*Direction*.
Put the material from the line with "segment child's face" up to and including the line with "Draw the outline of every instance of the child's face." into a JSON list of strings, with one string per line and blank lines omitted. Include only those lines.

--*--

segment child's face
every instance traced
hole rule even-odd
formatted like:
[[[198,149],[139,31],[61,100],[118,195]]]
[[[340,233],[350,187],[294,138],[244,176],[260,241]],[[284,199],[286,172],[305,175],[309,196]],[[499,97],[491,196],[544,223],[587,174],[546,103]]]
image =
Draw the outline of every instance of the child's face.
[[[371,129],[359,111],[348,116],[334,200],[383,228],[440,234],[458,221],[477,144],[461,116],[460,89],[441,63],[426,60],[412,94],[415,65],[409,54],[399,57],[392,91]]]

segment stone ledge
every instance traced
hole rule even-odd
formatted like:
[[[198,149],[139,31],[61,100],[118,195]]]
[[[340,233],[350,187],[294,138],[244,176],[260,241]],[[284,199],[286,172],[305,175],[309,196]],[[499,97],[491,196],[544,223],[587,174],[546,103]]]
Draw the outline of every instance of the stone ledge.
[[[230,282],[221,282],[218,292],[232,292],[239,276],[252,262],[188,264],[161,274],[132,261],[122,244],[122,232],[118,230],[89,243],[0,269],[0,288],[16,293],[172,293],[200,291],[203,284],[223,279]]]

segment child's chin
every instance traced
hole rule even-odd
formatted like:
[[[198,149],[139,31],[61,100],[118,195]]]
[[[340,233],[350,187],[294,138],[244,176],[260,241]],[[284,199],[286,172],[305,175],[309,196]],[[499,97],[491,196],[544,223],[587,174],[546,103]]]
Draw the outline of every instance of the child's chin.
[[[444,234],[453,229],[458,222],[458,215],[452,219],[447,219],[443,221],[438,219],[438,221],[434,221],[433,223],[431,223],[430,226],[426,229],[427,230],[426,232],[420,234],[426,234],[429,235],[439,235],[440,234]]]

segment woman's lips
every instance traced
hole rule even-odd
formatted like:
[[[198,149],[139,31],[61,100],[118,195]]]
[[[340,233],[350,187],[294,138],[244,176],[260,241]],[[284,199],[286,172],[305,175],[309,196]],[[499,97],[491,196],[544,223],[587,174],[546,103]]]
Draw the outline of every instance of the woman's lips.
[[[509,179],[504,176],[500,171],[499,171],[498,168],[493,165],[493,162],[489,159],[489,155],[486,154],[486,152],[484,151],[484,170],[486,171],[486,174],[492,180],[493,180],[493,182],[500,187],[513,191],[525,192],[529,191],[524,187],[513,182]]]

--*--

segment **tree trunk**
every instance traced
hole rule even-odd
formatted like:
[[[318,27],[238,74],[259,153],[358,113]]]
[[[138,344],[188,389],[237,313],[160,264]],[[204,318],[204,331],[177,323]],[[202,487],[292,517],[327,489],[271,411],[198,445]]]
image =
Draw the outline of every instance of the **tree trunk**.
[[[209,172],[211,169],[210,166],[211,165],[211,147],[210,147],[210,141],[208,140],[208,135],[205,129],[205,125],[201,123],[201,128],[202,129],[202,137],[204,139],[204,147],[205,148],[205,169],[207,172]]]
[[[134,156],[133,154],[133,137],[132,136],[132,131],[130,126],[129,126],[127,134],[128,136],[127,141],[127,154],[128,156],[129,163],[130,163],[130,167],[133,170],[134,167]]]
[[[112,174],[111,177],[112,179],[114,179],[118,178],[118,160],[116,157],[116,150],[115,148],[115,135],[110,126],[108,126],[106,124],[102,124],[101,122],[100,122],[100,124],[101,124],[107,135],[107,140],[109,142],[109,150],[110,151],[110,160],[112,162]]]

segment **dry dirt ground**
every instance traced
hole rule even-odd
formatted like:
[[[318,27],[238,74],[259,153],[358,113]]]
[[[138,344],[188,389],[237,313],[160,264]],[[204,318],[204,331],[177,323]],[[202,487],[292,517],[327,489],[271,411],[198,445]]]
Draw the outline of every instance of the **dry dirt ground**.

--*--

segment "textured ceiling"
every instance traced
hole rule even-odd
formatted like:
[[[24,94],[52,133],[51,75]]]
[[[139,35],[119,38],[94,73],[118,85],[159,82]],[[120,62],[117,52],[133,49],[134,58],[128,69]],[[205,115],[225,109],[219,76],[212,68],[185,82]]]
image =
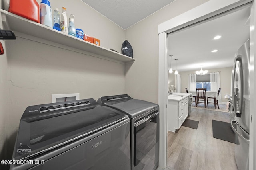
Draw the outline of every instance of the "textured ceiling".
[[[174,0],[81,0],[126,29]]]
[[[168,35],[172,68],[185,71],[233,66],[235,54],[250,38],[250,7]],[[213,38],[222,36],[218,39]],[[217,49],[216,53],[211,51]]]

--*--

*Correct result*.
[
  "segment child's face",
  "every instance traced",
  "hole rule even-odd",
  "formatted like:",
  "[[[198,149],[139,31],[61,100],[118,195]]]",
  "[[[340,233],[350,187],[294,138],[244,176],[260,241]],[[284,199],[286,172],[305,175],[309,196]],[[499,97],[491,196],[544,223],[587,174],[546,103]]]",
  "image =",
  "Draw the outline of every instance of the child's face."
]